(Collected data entries)

######

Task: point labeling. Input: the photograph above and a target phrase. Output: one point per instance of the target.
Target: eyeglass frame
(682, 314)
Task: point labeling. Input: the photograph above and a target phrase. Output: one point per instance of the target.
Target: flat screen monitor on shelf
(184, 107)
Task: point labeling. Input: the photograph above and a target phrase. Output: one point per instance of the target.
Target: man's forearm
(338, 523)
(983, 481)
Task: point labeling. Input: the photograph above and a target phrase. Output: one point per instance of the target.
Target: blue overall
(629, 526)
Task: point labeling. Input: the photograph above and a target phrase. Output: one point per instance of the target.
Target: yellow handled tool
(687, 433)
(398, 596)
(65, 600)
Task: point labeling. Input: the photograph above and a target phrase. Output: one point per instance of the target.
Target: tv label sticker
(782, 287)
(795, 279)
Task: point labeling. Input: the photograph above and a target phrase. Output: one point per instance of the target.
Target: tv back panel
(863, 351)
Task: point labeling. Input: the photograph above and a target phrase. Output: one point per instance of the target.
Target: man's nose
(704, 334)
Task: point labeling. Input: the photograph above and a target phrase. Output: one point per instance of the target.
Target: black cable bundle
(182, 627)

######

▸ WORK TO DO: Substitute "point annotation" for every occurrence of "point labeling" across all the records above, and reproduce the records with nothing else altered.

▸ RESPONSE TO THE EXERCISE:
Task: point annotation. Input: the photograph above and a target phrase. Output: one point per instance of the target.
Target: eyeglass frame
(682, 314)
Task: point annotation. Input: the photograph above and a target phrase. Output: one point per instance of the target.
Target: flat screen monitor on shelf
(184, 107)
Task: point annotation. Input: the photograph above and a target phrase. Output: one point per instance of the target.
Target: man's forearm
(338, 523)
(983, 481)
Task: point annotation. Input: the photograph above and a target phrase. Output: one point per instance of the target.
Target: blue overall
(629, 526)
Task: point annotation. Input: the photograph above and a target phrase. Output: one point per instance of the target.
Target: yellow handled tool
(687, 433)
(398, 596)
(65, 600)
Task: point annotation. Input: the photograph above and a target phrase. Output: one point per instance of the target.
Target: tv label sticker
(782, 287)
(795, 279)
Task: point annotation. Input: the photograph above and a target phrase. Output: one point per instance of the target.
Target: tv back panel
(863, 351)
Task: point annotation. Input: the photograph above and a target phrase. Output: one point per instance of the target.
Target: man's nose
(704, 334)
Task: point annotation. Input: the photograph above and a target phrase. Output: one point per instance of the target.
Target: black cable bundle
(182, 627)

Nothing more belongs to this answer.